#### Prompt:
Please return each line of the listing below that contains the word "tall", copied in full. Matching is case-sensitive.

#### Data to use:
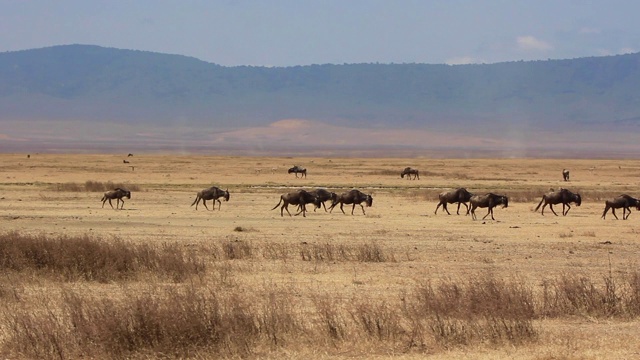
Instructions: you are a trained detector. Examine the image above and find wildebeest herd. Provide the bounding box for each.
[100,165,640,220]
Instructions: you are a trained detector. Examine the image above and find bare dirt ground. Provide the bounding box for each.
[0,154,640,359]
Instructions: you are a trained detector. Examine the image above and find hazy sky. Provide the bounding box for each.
[0,0,640,66]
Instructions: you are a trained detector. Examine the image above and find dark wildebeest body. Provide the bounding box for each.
[287,165,307,178]
[400,167,420,180]
[191,186,229,210]
[100,188,131,209]
[534,188,582,216]
[271,190,321,217]
[309,189,338,211]
[435,188,473,215]
[602,194,640,220]
[469,193,509,220]
[329,189,373,215]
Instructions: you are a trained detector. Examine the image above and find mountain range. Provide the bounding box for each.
[0,45,640,157]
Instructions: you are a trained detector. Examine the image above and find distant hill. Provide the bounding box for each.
[0,45,640,156]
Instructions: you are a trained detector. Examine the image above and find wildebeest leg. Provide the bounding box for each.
[456,202,469,215]
[482,206,495,220]
[611,208,624,220]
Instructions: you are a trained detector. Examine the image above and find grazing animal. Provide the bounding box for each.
[400,167,420,180]
[469,193,509,220]
[100,188,131,210]
[602,194,640,220]
[287,165,307,179]
[191,186,229,210]
[309,189,338,211]
[435,188,473,215]
[534,188,582,216]
[329,189,373,215]
[271,190,321,217]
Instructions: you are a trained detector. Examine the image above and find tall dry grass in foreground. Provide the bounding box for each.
[0,232,640,359]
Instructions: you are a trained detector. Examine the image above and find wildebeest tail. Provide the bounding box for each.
[191,195,200,206]
[271,196,282,210]
[533,196,544,211]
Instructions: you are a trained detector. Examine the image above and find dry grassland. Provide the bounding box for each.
[0,154,640,359]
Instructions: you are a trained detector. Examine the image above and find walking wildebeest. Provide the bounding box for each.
[271,190,321,217]
[100,188,131,209]
[191,186,229,210]
[534,188,582,216]
[602,194,640,220]
[329,189,373,215]
[435,188,473,215]
[469,193,509,220]
[309,189,338,211]
[287,165,307,179]
[400,167,420,180]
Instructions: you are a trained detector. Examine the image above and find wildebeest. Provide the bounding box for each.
[469,193,509,220]
[100,188,131,209]
[191,186,229,210]
[309,189,338,211]
[271,189,321,217]
[287,165,307,178]
[534,188,582,216]
[329,189,373,215]
[435,188,473,215]
[602,194,640,220]
[400,167,420,180]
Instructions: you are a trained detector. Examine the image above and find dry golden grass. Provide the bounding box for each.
[0,154,640,359]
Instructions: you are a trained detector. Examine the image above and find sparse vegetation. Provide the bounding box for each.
[0,232,205,283]
[52,180,142,192]
[0,153,640,360]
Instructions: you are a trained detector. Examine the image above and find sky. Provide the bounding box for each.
[0,0,640,66]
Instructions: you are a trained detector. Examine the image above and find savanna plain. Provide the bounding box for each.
[0,154,640,359]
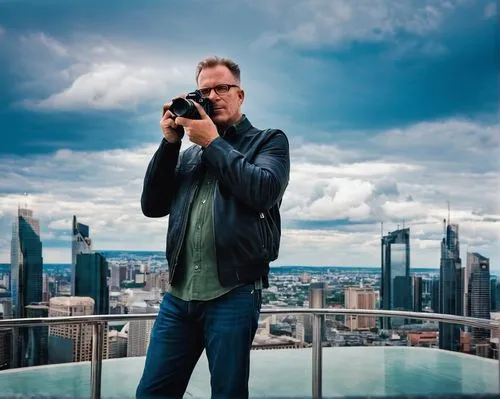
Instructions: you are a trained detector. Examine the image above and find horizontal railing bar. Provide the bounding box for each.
[0,308,500,330]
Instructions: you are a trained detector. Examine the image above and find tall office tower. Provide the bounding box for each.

#### Exercise output:
Instructions: you are a trained detector. Examine the image above and find tall dry grass in foreground. Provide the bounding box for each.
Instructions: you are a trained detector. Examine the image above and find tall office tower. Provide the bounding box for each.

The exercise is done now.